## MATERIALS PROVIDED:
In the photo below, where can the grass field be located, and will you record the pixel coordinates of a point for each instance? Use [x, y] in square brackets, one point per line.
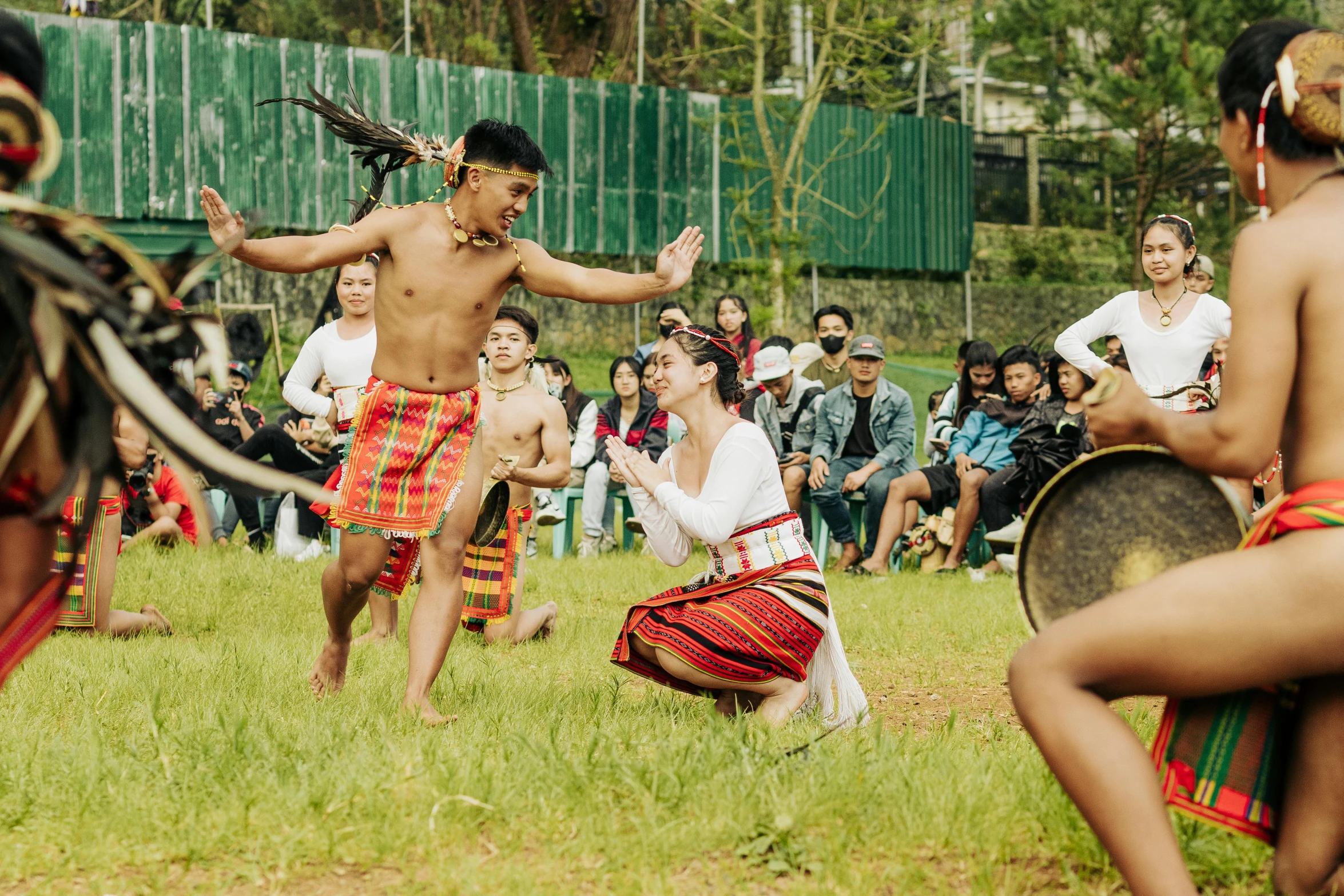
[201, 763]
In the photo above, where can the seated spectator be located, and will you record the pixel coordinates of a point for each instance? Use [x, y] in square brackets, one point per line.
[865, 439]
[632, 416]
[979, 449]
[730, 312]
[230, 421]
[835, 328]
[162, 511]
[979, 371]
[671, 314]
[581, 412]
[1053, 436]
[788, 417]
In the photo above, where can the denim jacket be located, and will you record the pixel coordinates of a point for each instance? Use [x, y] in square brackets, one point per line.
[892, 420]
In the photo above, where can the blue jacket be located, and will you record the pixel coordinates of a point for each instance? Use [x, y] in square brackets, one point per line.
[892, 420]
[985, 440]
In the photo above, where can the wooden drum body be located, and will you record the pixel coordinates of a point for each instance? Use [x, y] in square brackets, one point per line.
[1115, 520]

## TASK DESCRIPTION:
Each line from the one containing "In the photo above, where can the blue" down to the last line of the material above is to be transcribed exactly, with nothing else included.

## EXERCISE RESPONSE:
In the photo above, where can the blue jacket be located, and will you record the pixel coordinates of a point for each instance? Use [x, y] in square brackets, one point per line.
[892, 420]
[985, 440]
In the photo above, where can the wooden drum body be located, and will you record the pixel coordinates of a point for each instance? Use [x, y] in square brackets, one point per line.
[1115, 520]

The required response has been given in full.